Work instruction
When a line of the records below contains the string "roof", copy that whole line.
:: Working data
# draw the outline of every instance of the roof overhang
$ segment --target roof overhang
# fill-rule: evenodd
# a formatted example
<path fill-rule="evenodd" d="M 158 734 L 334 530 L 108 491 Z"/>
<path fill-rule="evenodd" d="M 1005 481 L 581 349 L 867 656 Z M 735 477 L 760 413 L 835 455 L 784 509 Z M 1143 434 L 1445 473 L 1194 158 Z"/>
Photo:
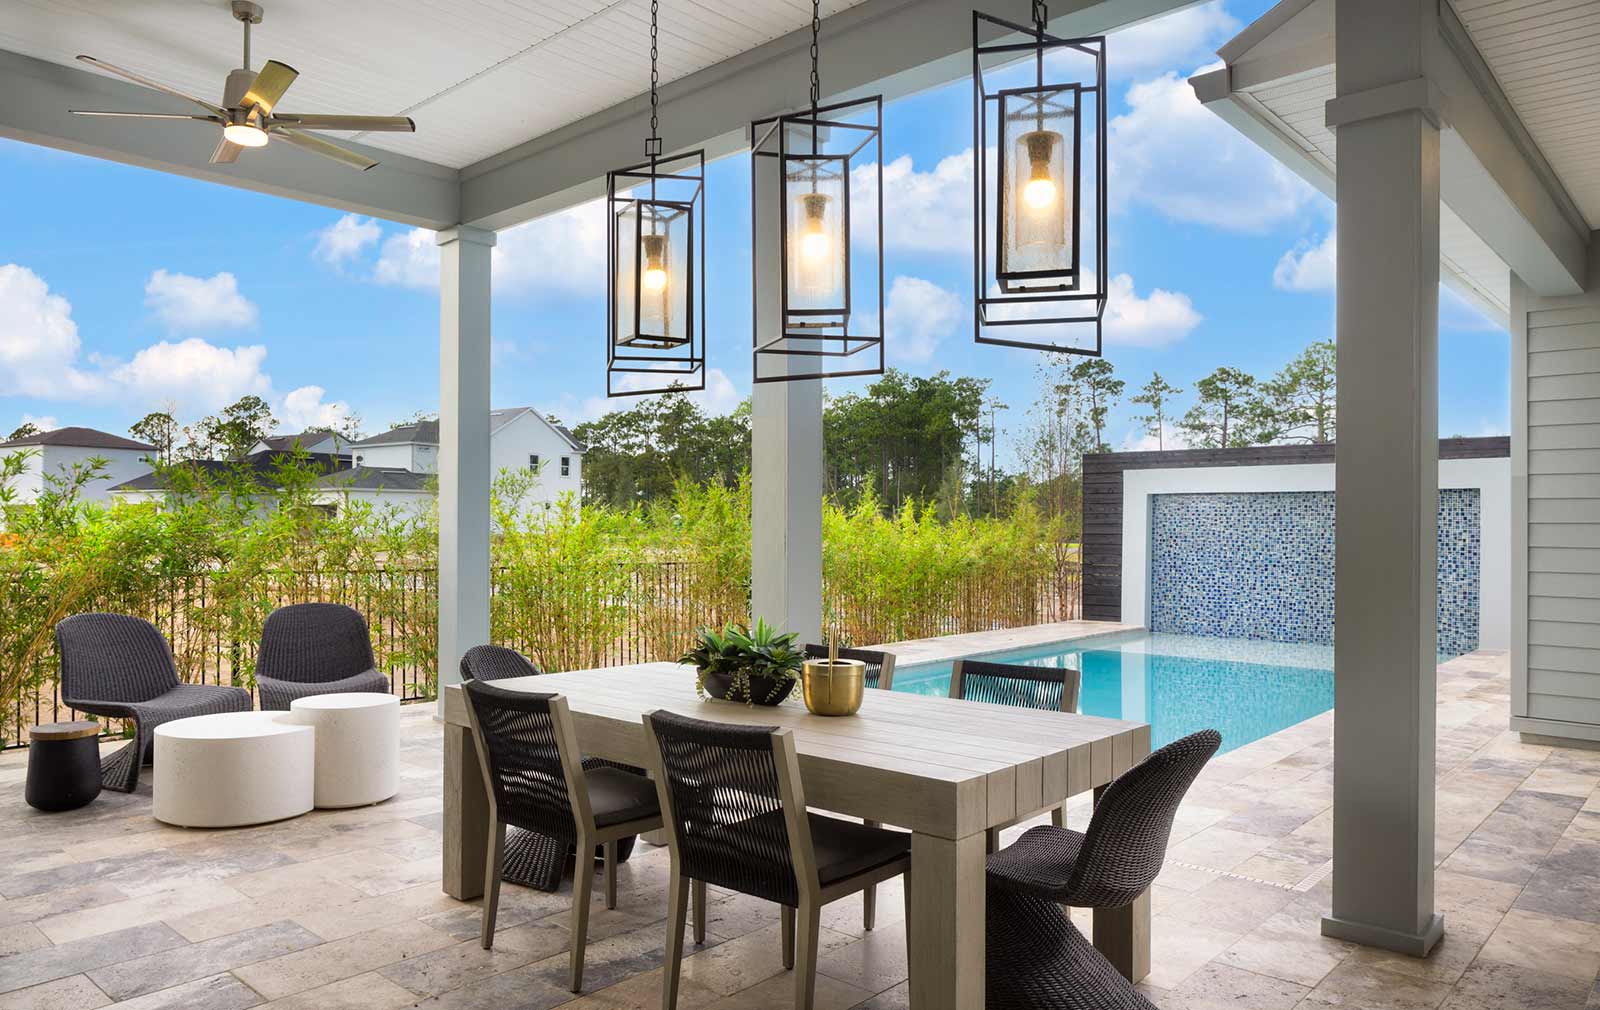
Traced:
<path fill-rule="evenodd" d="M 1195 2 L 1069 0 L 1055 5 L 1051 30 L 1103 34 Z M 530 8 L 527 13 L 544 12 Z M 39 16 L 56 15 L 47 9 Z M 68 36 L 61 45 L 72 44 L 72 22 L 65 14 L 60 20 L 59 34 Z M 809 26 L 800 27 L 800 20 L 795 19 L 795 31 L 662 87 L 663 119 L 670 123 L 668 139 L 676 149 L 704 148 L 710 157 L 744 150 L 752 120 L 797 107 L 809 76 L 811 42 Z M 206 24 L 204 30 L 212 27 Z M 828 17 L 823 35 L 825 97 L 882 93 L 896 98 L 971 73 L 971 0 L 862 0 Z M 199 48 L 182 38 L 145 41 L 169 47 L 180 58 Z M 403 73 L 403 62 L 391 72 Z M 358 173 L 274 146 L 252 151 L 233 165 L 212 166 L 207 160 L 215 138 L 207 131 L 151 130 L 67 111 L 188 111 L 179 109 L 181 104 L 76 65 L 0 50 L 0 137 L 433 229 L 455 224 L 506 228 L 602 195 L 607 170 L 638 160 L 649 119 L 648 96 L 639 94 L 531 140 L 513 143 L 508 130 L 500 153 L 459 169 L 397 154 L 389 141 L 384 143 L 391 149 L 375 150 L 341 139 L 379 161 L 378 167 Z"/>
<path fill-rule="evenodd" d="M 1330 198 L 1337 147 L 1335 0 L 1284 0 L 1224 45 L 1224 66 L 1191 80 L 1212 112 Z M 1589 229 L 1447 3 L 1430 40 L 1440 118 L 1441 277 L 1504 322 L 1510 271 L 1542 294 L 1576 294 Z"/>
::::
Exercise response
# draw the outline of every instance of the roof overhang
$ segment --target roof overhang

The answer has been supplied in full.